═══ Data supplied ═══

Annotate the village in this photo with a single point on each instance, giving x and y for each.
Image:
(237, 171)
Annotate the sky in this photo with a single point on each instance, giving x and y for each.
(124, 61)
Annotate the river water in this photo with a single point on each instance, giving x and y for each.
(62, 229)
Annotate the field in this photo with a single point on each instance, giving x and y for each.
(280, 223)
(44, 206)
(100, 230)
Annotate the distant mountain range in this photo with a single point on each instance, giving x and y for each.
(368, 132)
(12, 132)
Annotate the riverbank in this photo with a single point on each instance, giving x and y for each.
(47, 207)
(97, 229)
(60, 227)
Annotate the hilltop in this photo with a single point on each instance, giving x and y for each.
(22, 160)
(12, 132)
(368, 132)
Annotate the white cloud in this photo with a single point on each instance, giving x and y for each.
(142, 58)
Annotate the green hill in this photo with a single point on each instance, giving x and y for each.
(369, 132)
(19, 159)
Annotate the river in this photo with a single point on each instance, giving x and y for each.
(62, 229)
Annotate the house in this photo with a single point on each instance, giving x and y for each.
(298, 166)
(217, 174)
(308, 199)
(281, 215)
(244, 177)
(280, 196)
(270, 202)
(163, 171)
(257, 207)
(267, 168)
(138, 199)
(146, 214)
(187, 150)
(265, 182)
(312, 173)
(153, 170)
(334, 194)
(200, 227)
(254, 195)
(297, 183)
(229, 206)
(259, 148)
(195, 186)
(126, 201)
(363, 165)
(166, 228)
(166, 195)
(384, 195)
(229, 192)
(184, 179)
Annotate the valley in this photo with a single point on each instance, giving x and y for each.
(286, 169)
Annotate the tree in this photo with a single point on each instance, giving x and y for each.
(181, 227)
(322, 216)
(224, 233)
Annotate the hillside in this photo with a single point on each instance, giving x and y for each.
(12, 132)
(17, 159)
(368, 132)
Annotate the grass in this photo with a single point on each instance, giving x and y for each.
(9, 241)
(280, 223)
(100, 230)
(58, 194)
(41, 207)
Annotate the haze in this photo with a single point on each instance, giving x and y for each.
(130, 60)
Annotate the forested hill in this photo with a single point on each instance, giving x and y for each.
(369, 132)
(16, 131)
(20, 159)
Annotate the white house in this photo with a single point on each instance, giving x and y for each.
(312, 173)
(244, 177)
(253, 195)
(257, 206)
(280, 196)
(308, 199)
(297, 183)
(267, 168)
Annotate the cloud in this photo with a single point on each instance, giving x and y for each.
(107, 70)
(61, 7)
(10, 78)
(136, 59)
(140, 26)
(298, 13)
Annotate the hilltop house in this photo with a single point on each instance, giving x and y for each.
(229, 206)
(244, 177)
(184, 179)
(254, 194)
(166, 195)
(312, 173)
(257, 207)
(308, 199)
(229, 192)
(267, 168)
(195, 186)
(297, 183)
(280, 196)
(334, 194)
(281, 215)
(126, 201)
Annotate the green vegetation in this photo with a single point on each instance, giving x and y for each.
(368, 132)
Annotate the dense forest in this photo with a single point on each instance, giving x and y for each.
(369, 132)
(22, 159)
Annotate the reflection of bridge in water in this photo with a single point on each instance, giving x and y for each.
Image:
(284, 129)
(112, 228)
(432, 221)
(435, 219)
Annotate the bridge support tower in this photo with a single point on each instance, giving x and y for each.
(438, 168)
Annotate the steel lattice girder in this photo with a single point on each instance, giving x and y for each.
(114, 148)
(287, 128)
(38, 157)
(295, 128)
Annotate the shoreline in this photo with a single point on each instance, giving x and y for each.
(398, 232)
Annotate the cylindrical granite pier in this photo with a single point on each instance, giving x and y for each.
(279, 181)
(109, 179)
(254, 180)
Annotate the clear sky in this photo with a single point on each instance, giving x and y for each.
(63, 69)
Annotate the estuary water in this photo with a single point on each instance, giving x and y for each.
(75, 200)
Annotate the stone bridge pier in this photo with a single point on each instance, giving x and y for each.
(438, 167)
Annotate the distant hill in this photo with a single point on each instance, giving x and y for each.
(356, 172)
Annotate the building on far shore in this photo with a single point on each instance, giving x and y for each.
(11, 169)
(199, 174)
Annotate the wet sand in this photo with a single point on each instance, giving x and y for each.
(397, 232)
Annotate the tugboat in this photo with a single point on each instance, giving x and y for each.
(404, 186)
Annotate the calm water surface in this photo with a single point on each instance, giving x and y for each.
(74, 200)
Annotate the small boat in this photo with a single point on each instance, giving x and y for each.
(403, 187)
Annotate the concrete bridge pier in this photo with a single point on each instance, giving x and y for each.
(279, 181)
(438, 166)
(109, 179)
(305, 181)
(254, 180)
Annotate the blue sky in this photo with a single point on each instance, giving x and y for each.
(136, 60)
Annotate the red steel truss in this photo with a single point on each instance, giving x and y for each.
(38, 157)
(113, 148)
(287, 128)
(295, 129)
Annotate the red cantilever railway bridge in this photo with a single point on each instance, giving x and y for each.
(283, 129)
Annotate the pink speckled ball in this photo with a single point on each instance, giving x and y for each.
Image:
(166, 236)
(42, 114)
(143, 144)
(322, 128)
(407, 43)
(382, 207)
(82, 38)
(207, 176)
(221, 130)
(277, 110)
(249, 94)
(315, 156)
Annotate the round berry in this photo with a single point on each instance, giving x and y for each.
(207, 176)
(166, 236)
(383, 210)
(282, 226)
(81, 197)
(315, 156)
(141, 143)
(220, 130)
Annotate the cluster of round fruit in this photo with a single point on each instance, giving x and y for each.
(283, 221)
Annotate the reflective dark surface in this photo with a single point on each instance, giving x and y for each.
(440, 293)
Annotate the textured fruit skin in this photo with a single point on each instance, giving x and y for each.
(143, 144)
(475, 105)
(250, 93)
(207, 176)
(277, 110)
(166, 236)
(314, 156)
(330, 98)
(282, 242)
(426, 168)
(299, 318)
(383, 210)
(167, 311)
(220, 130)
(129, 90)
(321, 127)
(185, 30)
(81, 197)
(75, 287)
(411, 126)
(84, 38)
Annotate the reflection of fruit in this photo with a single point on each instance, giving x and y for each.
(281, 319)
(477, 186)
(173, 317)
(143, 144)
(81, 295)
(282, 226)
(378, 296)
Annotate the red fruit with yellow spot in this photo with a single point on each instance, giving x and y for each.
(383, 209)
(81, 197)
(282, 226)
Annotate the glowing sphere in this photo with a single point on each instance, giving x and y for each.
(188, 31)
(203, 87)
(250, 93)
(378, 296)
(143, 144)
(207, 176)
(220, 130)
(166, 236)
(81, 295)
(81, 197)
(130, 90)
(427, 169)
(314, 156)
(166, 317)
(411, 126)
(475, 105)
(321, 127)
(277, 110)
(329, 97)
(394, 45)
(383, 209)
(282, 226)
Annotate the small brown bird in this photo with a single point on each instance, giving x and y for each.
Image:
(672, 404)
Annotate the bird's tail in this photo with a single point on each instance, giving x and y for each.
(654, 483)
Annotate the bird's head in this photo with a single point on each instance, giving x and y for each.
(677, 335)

═══

→ What you will do
Turn the lines of the records, from the line containing "Annotate the small brown" through the end of the records, into a Markdown table with the columns Row and Line, leaving out any blank lines.

→ The solution
| Row | Line |
|---|---|
| 1 | Annotate the small brown bird in this photo with a single point on each instance, giving x and y for each. |
| 2 | Image: |
| 3 | (672, 404) |
| 4 | Annotate the bird's tail in this photo with a single point on each instance, giving x and y for each. |
| 5 | (654, 483) |
| 6 | Annotate the bird's head in this photo with a single point on each instance, giving x and y for each. |
| 7 | (677, 335) |